━━ The data

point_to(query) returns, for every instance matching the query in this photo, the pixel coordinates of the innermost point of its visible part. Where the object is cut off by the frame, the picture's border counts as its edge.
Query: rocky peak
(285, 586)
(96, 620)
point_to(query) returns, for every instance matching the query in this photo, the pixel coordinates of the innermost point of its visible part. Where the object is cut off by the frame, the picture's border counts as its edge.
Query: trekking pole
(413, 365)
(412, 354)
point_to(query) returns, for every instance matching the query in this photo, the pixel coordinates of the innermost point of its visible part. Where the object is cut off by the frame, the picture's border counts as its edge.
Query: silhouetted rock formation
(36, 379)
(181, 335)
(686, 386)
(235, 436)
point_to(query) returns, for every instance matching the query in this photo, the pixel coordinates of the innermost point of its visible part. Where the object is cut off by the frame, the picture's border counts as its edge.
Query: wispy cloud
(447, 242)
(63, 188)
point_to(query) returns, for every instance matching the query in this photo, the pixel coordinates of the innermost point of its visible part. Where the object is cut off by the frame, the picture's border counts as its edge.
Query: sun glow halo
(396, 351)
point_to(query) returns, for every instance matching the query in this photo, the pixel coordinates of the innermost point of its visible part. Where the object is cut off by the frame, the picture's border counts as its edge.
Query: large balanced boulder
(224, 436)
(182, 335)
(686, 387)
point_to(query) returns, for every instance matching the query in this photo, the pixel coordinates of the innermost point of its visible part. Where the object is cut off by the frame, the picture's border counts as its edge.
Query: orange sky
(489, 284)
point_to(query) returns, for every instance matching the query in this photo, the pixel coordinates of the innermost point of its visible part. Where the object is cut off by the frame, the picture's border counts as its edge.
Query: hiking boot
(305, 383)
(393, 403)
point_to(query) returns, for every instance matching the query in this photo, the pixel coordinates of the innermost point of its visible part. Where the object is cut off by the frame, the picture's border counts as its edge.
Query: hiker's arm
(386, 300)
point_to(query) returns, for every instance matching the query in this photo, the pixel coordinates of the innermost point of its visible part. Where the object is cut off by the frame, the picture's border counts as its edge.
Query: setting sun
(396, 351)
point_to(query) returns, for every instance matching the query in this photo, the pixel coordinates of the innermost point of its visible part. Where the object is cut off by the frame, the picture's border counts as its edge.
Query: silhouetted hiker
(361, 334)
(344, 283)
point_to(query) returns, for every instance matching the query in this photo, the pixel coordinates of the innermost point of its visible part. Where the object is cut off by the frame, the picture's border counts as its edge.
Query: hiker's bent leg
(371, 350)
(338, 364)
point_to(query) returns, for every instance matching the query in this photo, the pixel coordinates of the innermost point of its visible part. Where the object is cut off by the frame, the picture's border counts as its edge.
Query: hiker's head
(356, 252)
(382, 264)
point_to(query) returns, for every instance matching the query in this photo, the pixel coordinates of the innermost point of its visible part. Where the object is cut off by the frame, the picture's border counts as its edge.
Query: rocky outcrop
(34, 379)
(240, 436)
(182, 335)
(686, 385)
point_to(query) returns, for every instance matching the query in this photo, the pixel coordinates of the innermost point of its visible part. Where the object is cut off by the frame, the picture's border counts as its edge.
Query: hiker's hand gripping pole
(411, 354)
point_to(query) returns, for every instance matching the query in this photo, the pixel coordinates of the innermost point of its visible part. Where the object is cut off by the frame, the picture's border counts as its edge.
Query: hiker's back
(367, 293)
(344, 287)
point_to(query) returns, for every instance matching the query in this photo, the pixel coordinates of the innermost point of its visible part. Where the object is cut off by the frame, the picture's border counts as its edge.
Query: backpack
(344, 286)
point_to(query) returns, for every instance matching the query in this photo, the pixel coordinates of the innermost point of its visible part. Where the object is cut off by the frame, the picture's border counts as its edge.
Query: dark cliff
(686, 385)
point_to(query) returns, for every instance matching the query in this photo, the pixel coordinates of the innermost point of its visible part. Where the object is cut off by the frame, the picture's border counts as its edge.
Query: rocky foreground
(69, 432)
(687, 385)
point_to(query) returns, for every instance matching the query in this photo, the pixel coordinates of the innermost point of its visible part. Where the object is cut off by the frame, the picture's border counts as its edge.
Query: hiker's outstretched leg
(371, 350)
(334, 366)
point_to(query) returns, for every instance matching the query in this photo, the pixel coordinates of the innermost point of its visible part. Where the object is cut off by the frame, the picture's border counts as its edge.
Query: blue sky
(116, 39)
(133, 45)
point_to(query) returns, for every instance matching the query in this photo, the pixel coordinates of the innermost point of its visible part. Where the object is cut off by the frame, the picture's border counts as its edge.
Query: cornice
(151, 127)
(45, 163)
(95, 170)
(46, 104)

━━━━

Your objective >> Output all of the data again, exactly.

Task result >>
point_to(query) returns, for every instance matching the query in this photo, the pixel coordinates of the innermost point of its visible part. Where the object is cut off by the frame, the picture's border counts as its edge.
Query: rocky peak
(285, 586)
(96, 620)
point_to(query) returns, for every instance matching the query in this photo, the pixel coordinates of the innermost point of its visible part. Where the object is cut off by the frame, the picture's border counts as its edge.
Query: trekking pole
(413, 365)
(412, 354)
point_to(query) returns, for every instance matching the query in this photo, the pixel coordinates of the innermost point of its visible part. Where the object is cut off by the frame, the picture's border counts as its edge.
Query: silhouetted rock formation
(36, 379)
(181, 335)
(686, 386)
(235, 436)
point_to(query) returns, for every instance matching the query in this photo, the pixel coordinates of the innermost point of its visible part. Where the object is cut off by the frame, the picture's border counts as its edge.
Query: wispy cloud
(447, 242)
(63, 188)
point_to(query) returns, for every instance matching the query in this photo, the pixel coordinates of the innermost point of its visible part. Where the object is cut off by the frame, the picture's border counts as its edge.
Query: sun glow halo
(396, 351)
point_to(query) returns, for every instance matching the query in this photo, the pixel coordinates of the innermost point of its visible part. Where the object is cut off by the frame, the picture's border counts as its edge.
Query: large balanced boulder
(224, 436)
(182, 335)
(686, 387)
point_to(query) returns, for every instance matching the query in this photo, the pixel coordinates of the innermost point of its visible part. Where the object is cut off by the frame, the picture's border counts as its edge.
Query: orange sky
(489, 284)
point_to(query) returns, for every instance matching the query in this photo, the pixel coordinates of the innermost point of its visible part. Where the object is cut off by the frame, the picture's border counts as its edge.
Query: hiking boot
(305, 383)
(393, 403)
point_to(query) returns, for every instance matching the query in this photo, the pixel coordinates of the innermost point of its visible part. Where the object is cut off by the frame, the picture's border counts as its edge.
Query: hiker's arm
(386, 300)
point_to(query) returns, for every instance matching the query in this photo, the pixel coordinates of the innermost point of its visible part. Where the object is cut off by the frame, the picture's border counts as its edge.
Query: setting sun
(396, 351)
point_to(query) returns, for every instance matching the query in this photo, the pixel coordinates of the innermost point of its visible part. Where the object is cut off by the frame, the picture's border counts as its edge.
Query: silhouetted hiker
(361, 334)
(344, 283)
point_to(query) returns, for every instance matching the query in this photo, the pixel coordinates of the innermost point of its visible part. Where the object is cut off by the frame, the picture's border counts as its edge.
Query: hiker's bent leg
(371, 350)
(338, 364)
point_to(query) returns, for every instance matching the query in this photo, the pixel coordinates of the innermost point of its visible part. Where the object is cut off by the frame, the picture's border counts as its edge.
Query: hiker's head
(356, 252)
(382, 264)
point_to(query) returns, for every instance matching the query in this photo, the pixel coordinates of the innermost point of its visible part. Where the object is cut off by the frame, the picture's border counts as its edge.
Query: rocky outcrop
(34, 379)
(240, 436)
(182, 335)
(686, 385)
point_to(query) returns, for every instance matching the query in this photo, the pixel coordinates of the innermost point of its visible part. Where the object is cut off by the frame, the picture's border counts as its edge.
Query: hiker's hand gripping pole
(411, 354)
point_to(query) returns, for every instance matching the query in this photo, the pixel coordinates of the innermost point of its visible part. Where the object is cut off by the frame, the picture's border counts as its edge.
Query: hiker's back
(367, 293)
(344, 287)
point_to(query) returns, for every instance matching the query in this photo, the pixel coordinates of the innermost point of its visible part. Where the object is cut off by the frame, the picture's border counts as its edge.
Query: backpack
(344, 286)
point_to(query) returns, for every instance matching the query in this photo, the pixel coordinates of the innermost point of its visible part. Where the object is cut off by the frame, the picture's border counts as its edge.
Query: dark cliff
(686, 385)
point_to(query) returns, for every instance matching the query in this photo, the pixel coordinates of the innermost point of its visible part. Where the object is cut off by the frame, the picture's border counts as its edge.
Query: rocky foreground
(69, 432)
(687, 385)
point_to(query) returns, for every instance matching the query in this photo, the pixel coordinates of the innermost point of its visible part. Where the object is cut off by the frame, the picture's border counts as its edge.
Query: hiker's outstretched leg
(371, 350)
(334, 366)
point_to(query) returns, for every instance matching the query in this photo, the pixel coordinates of the innermost point of its visible part. Where the object is cut off by the frame, the picture's border counts as its edge.
Query: blue sky
(116, 39)
(133, 45)
point_to(query) returns, for every instance matching the query in this photo, the pixel coordinates of the innermost point of its visible part. Where the object is cut off by the frame, the picture's border counts as its edge.
Query: cornice
(151, 127)
(45, 163)
(95, 170)
(46, 104)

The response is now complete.